(Rows from a pointing dataset)
• • • • • • •
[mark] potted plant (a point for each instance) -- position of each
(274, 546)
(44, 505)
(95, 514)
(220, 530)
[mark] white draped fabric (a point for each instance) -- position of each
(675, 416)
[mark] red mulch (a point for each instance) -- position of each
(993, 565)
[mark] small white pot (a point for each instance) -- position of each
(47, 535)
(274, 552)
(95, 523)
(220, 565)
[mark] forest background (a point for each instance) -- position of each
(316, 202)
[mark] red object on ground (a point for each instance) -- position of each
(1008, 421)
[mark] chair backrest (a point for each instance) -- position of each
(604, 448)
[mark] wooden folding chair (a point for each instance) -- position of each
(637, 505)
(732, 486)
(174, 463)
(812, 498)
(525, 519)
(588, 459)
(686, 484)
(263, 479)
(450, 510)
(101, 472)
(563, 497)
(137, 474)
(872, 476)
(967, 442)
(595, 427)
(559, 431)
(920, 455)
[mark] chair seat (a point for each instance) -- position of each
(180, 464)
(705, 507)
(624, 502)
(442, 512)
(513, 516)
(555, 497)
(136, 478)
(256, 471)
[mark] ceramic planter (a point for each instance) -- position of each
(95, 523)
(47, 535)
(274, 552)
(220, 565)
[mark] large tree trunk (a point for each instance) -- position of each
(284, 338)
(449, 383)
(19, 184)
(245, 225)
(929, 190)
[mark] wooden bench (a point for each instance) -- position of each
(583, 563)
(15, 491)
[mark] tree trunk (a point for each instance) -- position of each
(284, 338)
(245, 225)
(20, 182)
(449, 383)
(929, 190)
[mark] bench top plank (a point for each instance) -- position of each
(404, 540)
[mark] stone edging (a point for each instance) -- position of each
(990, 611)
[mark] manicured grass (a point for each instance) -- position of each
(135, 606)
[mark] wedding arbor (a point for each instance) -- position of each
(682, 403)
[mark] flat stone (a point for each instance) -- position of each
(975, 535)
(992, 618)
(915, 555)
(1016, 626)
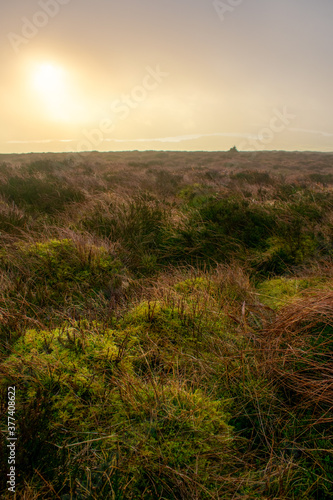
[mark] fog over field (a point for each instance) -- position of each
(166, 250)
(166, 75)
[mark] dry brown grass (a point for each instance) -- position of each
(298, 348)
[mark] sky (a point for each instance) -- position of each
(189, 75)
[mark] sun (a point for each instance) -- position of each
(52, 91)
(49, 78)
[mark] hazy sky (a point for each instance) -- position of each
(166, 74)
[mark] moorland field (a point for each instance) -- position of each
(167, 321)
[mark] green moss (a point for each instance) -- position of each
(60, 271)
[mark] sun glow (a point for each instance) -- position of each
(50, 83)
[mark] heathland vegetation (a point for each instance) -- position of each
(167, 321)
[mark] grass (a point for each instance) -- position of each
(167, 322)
• • • • • • •
WORK REQUIRED – Reproduce every line of the items, from the line containing "[mark] heathland vegetation" through the end of the items, with all marking lines included. Offset each coordinate value by -17.

FINAL RESULT –
[mark] heathland vegetation (a point for each instance) -- position of each
(150, 304)
[mark] grass (a point for each instance) -- position of each
(150, 305)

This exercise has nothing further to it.